─── DATA EXTRACTS ───

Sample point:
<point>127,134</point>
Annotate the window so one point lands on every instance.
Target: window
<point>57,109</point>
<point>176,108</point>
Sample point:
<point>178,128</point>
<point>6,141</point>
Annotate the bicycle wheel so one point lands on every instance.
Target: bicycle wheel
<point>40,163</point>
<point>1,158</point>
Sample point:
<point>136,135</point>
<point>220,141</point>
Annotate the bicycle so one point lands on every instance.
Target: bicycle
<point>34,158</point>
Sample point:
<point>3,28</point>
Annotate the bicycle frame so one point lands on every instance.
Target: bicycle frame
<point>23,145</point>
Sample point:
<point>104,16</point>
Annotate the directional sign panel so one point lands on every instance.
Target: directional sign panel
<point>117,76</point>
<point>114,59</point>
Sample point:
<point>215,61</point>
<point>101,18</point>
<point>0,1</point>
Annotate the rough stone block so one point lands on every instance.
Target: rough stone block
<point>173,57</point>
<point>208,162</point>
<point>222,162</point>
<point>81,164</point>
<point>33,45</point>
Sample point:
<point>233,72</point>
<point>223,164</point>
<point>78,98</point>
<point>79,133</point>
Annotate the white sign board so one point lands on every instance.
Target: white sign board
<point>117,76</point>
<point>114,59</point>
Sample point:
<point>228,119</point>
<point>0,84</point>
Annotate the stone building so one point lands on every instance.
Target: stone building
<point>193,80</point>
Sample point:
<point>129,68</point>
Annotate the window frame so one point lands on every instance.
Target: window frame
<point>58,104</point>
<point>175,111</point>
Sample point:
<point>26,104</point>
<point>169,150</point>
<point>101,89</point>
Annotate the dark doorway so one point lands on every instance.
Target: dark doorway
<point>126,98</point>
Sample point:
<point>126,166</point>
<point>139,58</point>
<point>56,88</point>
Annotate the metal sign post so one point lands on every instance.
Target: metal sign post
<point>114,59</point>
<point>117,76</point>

───

Write down every line of the data exactly as it appears above.

**WRITTEN SOLUTION**:
Sample point:
<point>127,134</point>
Annotate the window so one point lands on every instance.
Target: window
<point>57,109</point>
<point>176,108</point>
Sample point:
<point>178,128</point>
<point>6,141</point>
Annotate the bicycle wheel so one point lands on every instance.
Target: bicycle wheel
<point>40,163</point>
<point>1,158</point>
Sample point:
<point>136,135</point>
<point>220,141</point>
Annotate the bicycle so one point lands on every instance.
Target: bicycle
<point>34,158</point>
Sample point:
<point>3,28</point>
Annotate the bicycle frame so one point lands on every instance.
Target: bicycle frame
<point>23,145</point>
Sample point:
<point>104,16</point>
Annotate the directional sign panel so one point lands on every instance.
Target: directional sign panel
<point>117,76</point>
<point>114,59</point>
Sample point:
<point>215,61</point>
<point>101,18</point>
<point>0,1</point>
Annotate the rough stone block so one point lands on every instance.
Target: rough stone block
<point>173,57</point>
<point>208,162</point>
<point>222,162</point>
<point>81,164</point>
<point>33,45</point>
Sample point:
<point>233,72</point>
<point>223,164</point>
<point>78,98</point>
<point>79,133</point>
Annotate the white sign board so one point lands on every instance.
Target: white sign board
<point>117,76</point>
<point>114,59</point>
Sample point:
<point>228,119</point>
<point>0,84</point>
Annotate the stone building so one point lands on every instance.
Target: stone building
<point>193,80</point>
Sample point:
<point>129,68</point>
Annotate the window frame so one point lands on every instance.
Target: window frame
<point>58,104</point>
<point>175,111</point>
Sample point:
<point>26,104</point>
<point>169,150</point>
<point>101,89</point>
Annotate the dark doorway so one point lands on every instance.
Target: dark doorway
<point>126,98</point>
Sample point:
<point>126,166</point>
<point>139,58</point>
<point>56,88</point>
Annotate the metal sign post so one point lands on every instance.
Target: metal sign post
<point>114,59</point>
<point>117,76</point>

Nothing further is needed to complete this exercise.